─── Passage shown ───

Clearly, these people already have far too much business and they should be dropped by MHF. I did get a quote from Safeguard within a day of giving them the info and we quickly negotiated it down to something sensible. Problem is, I can't get anyone from MHF directory to give me anything to compare it with at least not using this quote system. I will have to place it this week so it does look like Safeguard will be getting the business.

Joe


----------



## JustRadio

Bloody 'ell I wish I'd seen this thread before going with Sureterm. Did it on the phone with a salesman, told him when I was going away, told him my average mileage.

Then I received in the post a bundle of application forms to complete, which I did returning them very fast and reminding them I was going away and needed the paperwork.

This morning a letter wanting to up the premium by £74 because I'd been honest that I might exceed the quoted mileage by a few hundred, I didn't realise I was being charged by the mile.

But much worse than that is the follow up letter did not include any policy documents without which I don't feel able to leave, at the moment I'm waiting for one of those mythical call backs. More news later.

Later edit. They say they will be emailing my certificate and that will be "good enough" to show I'm insured, but really I'm not very happy about the slow service and not having the full bundle of green card (I presume) and stuff like that. Why wasn't the Thatcham declaration in the first lot of papers? I may delay travelling till they arrive. (BTW they didn't call back, I had to call them)

John
Motorhome Radio - just look for the radio player on the home page, click the drop down and choose us! (Please)


----------



## Techno100

I just got a quote from Safeguard. It covers both of us to drive here and abroad and AA breakdown recovery. We both have clean licences but no experience of motorhome driving even so they gave us 4yrs discount. Unlimited mileage 3,000 personal belongings driver legal protection. I chose a £500 excess as its silly to make small claims and put your long term costs up. £335 or £315 if I can give them the alarm system model no. Sounds good to me :?:

BTW when I ring them on Monday to give them a start date they say if it's before 16:00 they'll have my documents in the post that day


----------



## NeilandDebs

*m/hinsurance*

We have just renewed with Saga. £340. with euro recovery and 12month euro travel cover.

─── Data rows ───

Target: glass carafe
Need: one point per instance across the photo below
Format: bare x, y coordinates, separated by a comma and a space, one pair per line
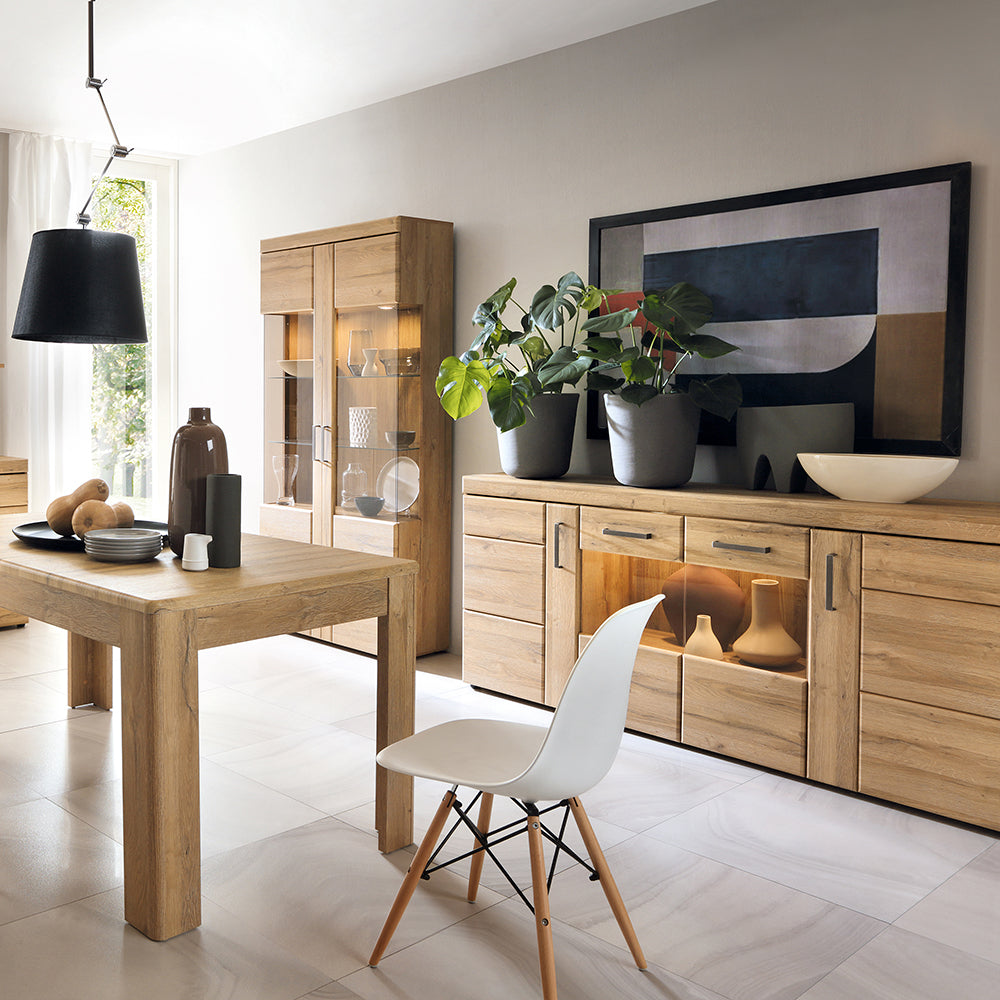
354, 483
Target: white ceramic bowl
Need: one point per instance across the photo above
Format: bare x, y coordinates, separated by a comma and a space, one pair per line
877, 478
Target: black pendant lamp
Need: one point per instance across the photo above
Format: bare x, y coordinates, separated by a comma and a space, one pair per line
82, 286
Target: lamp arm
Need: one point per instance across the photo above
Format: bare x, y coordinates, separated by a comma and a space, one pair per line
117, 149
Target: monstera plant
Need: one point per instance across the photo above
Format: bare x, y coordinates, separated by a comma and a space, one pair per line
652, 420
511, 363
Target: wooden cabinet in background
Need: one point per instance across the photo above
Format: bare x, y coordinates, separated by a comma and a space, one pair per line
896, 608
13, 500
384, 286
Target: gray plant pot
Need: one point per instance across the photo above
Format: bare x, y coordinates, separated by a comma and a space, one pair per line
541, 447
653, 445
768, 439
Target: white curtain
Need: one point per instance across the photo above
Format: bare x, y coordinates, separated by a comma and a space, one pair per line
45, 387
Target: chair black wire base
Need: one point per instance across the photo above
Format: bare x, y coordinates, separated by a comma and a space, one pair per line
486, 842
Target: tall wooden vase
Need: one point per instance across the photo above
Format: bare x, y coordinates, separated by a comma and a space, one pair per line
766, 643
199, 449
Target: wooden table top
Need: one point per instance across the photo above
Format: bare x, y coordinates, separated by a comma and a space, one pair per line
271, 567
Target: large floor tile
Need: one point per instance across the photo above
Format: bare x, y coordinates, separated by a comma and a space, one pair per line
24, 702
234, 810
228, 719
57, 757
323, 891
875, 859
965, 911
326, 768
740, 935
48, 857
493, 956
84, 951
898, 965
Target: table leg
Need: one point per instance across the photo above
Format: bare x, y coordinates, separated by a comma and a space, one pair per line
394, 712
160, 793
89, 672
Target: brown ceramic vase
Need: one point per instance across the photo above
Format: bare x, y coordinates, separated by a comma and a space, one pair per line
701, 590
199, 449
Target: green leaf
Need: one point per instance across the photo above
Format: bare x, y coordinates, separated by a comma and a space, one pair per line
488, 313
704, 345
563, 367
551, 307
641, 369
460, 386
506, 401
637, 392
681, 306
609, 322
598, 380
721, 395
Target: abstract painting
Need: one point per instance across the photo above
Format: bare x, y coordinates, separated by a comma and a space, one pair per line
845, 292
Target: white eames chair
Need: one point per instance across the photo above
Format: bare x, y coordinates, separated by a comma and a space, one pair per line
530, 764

───
─── Data rows ───

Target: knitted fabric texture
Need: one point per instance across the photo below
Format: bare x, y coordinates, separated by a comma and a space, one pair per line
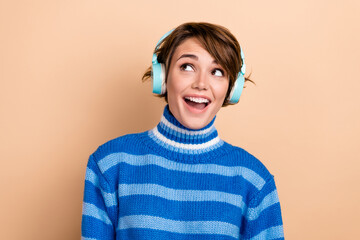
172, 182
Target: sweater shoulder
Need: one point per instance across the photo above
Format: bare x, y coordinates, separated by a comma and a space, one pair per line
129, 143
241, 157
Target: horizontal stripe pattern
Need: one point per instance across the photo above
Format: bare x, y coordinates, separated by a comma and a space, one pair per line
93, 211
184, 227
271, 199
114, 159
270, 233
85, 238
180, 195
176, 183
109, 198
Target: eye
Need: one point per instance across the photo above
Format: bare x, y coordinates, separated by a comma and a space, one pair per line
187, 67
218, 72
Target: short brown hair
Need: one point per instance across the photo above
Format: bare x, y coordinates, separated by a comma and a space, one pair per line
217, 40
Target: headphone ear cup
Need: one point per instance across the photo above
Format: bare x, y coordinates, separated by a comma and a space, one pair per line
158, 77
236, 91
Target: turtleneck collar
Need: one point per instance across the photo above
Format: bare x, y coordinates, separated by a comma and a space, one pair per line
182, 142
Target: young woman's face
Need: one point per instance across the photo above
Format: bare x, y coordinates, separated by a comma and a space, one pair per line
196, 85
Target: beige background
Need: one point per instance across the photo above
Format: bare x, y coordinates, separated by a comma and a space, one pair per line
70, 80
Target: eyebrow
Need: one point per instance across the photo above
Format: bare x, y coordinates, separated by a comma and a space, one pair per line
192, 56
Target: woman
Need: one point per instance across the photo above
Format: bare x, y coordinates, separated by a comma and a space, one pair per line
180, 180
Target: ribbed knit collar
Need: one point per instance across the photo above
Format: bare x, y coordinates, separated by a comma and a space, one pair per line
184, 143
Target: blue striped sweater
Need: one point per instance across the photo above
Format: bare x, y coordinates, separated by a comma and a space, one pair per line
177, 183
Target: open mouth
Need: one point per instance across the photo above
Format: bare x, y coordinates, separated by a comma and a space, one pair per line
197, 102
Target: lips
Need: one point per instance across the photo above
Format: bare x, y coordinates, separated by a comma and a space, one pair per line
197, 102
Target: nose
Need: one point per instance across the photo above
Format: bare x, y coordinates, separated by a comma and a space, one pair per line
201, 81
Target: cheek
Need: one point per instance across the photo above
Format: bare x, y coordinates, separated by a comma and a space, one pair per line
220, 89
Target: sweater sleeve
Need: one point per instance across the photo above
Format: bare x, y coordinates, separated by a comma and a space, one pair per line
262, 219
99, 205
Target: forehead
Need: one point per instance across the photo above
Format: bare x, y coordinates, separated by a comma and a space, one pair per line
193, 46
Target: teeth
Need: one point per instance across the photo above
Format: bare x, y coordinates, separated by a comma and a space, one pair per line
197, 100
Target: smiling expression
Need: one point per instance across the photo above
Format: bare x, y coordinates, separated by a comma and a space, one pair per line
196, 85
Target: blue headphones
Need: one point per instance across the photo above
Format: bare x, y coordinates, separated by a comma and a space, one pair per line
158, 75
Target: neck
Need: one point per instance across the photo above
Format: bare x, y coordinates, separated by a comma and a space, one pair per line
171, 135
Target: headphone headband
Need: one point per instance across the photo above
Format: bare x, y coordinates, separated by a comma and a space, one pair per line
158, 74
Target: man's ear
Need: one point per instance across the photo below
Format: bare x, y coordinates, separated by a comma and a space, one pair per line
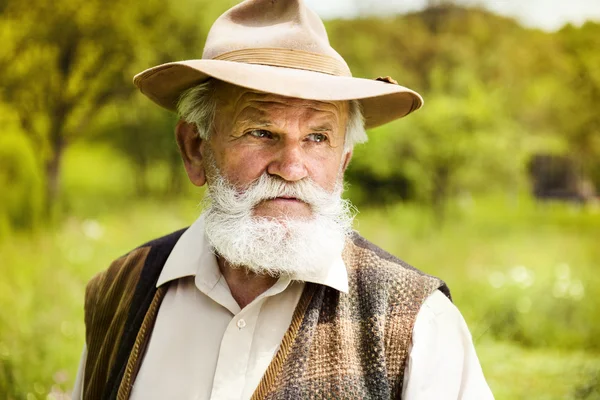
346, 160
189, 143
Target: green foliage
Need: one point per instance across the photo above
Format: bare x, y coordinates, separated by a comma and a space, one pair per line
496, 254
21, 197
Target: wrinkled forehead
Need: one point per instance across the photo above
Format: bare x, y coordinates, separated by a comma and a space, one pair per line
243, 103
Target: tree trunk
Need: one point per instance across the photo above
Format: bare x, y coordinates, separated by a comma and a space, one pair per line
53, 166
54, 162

───
─── Data rows ───

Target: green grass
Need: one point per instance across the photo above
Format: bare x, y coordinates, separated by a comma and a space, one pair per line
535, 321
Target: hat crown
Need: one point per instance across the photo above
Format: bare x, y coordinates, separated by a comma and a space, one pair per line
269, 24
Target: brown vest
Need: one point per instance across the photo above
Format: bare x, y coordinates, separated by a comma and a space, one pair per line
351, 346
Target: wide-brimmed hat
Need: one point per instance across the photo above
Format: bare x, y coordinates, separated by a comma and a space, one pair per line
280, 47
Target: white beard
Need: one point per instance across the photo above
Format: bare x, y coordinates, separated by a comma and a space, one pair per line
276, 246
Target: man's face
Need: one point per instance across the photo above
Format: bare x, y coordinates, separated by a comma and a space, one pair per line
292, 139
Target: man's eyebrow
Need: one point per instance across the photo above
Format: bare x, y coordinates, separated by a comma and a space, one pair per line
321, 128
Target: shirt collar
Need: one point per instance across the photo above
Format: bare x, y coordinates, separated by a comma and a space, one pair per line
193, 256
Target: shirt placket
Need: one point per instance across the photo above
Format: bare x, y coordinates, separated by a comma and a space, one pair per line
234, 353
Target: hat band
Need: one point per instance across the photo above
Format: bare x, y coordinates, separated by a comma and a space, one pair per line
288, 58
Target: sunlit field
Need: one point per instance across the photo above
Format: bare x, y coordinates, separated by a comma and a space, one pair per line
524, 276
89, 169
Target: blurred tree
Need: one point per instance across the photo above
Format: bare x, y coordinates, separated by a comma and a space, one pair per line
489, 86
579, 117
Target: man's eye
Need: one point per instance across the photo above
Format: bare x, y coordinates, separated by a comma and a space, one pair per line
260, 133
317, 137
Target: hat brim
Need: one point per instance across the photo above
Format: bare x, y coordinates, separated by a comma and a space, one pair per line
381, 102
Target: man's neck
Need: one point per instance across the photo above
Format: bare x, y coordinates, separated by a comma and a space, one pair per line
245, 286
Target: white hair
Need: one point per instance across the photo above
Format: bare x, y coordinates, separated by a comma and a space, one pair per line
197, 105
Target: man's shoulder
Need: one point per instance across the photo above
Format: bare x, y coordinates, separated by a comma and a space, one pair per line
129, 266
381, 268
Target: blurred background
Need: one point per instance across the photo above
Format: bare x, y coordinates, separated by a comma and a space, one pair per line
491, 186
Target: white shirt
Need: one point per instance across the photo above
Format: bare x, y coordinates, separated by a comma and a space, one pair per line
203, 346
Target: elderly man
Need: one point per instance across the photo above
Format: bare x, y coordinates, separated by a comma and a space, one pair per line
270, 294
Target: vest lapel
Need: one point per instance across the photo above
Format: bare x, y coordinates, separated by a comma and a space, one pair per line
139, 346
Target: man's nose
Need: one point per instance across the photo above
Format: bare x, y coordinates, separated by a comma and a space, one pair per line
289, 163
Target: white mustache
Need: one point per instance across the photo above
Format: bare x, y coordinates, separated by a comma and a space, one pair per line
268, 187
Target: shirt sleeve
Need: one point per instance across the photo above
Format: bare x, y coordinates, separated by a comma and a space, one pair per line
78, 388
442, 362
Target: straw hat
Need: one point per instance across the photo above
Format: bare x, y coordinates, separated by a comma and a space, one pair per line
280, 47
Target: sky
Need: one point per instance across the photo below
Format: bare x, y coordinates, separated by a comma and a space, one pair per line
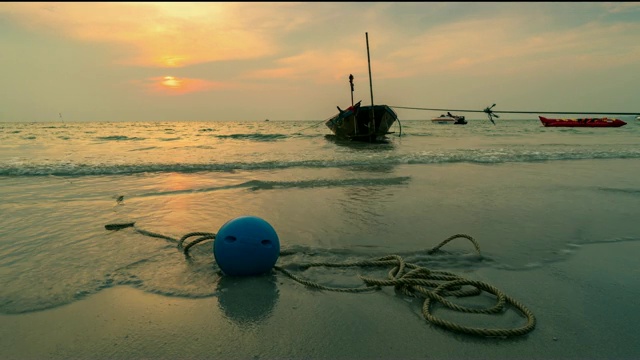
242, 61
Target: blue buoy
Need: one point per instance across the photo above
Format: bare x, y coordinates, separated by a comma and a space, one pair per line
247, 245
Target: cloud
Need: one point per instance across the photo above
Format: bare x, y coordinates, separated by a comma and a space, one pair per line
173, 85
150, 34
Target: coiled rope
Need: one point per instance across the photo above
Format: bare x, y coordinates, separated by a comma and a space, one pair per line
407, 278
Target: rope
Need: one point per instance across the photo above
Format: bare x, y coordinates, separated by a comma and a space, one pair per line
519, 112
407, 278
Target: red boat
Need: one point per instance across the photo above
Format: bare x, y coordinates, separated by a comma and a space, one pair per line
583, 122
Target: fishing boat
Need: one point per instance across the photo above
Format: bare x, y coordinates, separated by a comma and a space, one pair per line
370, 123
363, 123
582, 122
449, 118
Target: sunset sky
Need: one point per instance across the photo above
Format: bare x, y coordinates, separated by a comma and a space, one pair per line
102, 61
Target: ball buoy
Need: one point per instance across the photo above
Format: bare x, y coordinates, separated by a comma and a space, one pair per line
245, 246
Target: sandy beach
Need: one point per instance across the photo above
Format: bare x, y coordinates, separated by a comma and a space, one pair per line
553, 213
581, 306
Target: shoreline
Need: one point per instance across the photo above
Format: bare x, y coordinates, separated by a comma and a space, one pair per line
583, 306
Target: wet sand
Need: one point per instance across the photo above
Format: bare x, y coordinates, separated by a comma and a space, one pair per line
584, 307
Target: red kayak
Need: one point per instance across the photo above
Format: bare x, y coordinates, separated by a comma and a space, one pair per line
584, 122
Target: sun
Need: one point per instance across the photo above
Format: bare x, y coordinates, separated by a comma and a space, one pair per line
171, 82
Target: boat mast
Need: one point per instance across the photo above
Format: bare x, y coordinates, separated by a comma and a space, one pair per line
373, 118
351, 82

───

▸ **Required task**
Reproduce the motorhome insurance forum thread above word for word, from start to finish.

▸ **Final answer**
Clearly, these people already have far too much business and they should be dropped by MHF. I did get a quote from Safeguard within a day of giving them the info and we quickly negotiated it down to something sensible. Problem is, I can't get anyone from MHF directory to give me anything to compare it with at least not using this quote system. I will have to place it this week so it does look like Safeguard will be getting the business.

Joe


----------



## JustRadio

Bloody 'ell I wish I'd seen this thread before going with Sureterm. Did it on the phone with a salesman, told him when I was going away, told him my average mileage.

Then I received in the post a bundle of application forms to complete, which I did returning them very fast and reminding them I was going away and needed the paperwork.

This morning a letter wanting to up the premium by £74 because I'd been honest that I might exceed the quoted mileage by a few hundred, I didn't realise I was being charged by the mile.

But much worse than that is the follow up letter did not include any policy documents without which I don't feel able to leave, at the moment I'm waiting for one of those mythical call backs. More news later.

Later edit. They say they will be emailing my certificate and that will be "good enough" to show I'm insured, but really I'm not very happy about the slow service and not having the full bundle of green card (I presume) and stuff like that. Why wasn't the Thatcham declaration in the first lot of papers? I may delay travelling till they arrive. (BTW they didn't call back, I had to call them)

John
Motorhome Radio - just look for the radio player on the home page, click the drop down and choose us! (Please)


----------



## Techno100

I just got a quote from Safeguard. It covers both of us to drive here and abroad and AA breakdown recovery. We both have clean licences but no experience of motorhome driving even so they gave us 4yrs discount. Unlimited mileage 3,000 personal belongings driver legal protection. I chose a £500 excess as its silly to make small claims and put your long term costs up. £335 or £315 if I can give them the alarm system model no. Sounds good to me :?:

BTW when I ring them on Monday to give them a start date they say if it's before 16:00 they'll have my documents in the post that day


----------



## NeilandDebs

*m/hinsurance*

We have just renewed with Saga. £340. with euro recovery and 12month euro travel cover.